**WRITTEN INSTRUCTION**
Reproduce only the lines from the line with "TARGET: fence post" through the line with "52), (126, 54)]", both included, keeping the requests unchanged. Scale every coordinate in the answers by 1.15 and round each to a whole number, with halves rounded up.

(Position identification records)
------------------------------
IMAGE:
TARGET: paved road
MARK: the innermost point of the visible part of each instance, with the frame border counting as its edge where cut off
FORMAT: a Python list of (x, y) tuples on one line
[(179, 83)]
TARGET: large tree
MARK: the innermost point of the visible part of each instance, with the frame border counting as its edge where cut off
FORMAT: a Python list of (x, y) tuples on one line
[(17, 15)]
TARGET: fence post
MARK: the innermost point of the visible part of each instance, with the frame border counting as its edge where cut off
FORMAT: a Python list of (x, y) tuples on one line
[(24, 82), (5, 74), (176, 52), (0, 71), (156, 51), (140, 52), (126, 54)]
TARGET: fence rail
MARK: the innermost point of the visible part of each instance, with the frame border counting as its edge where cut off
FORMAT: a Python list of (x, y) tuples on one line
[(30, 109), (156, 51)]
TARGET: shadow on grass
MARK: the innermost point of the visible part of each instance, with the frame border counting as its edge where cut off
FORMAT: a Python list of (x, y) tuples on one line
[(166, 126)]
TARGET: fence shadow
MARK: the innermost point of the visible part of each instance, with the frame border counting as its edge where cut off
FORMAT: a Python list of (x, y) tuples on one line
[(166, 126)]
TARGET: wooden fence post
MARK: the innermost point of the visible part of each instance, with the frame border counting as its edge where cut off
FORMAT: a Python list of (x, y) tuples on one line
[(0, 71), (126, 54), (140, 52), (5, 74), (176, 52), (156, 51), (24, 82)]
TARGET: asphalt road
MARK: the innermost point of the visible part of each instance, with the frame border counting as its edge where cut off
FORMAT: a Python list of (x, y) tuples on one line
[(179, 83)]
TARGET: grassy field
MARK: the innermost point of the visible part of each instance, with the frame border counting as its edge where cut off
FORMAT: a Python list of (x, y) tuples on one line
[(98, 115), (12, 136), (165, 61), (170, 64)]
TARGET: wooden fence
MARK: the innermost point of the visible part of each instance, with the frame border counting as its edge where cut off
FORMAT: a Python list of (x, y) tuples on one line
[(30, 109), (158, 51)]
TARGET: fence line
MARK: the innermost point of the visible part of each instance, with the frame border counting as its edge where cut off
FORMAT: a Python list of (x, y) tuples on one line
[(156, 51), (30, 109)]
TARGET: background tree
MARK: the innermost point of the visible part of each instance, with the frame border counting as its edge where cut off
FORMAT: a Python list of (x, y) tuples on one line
------------------------------
**FINISHED TASK**
TARGET: fence post
MARK: the innermost point of the visible part of each instance, with the frame border counting as its edge where cut off
FORMAT: a Python list of (x, y) tuples on one line
[(28, 94), (6, 85), (202, 60), (0, 82), (179, 59), (161, 60), (145, 62)]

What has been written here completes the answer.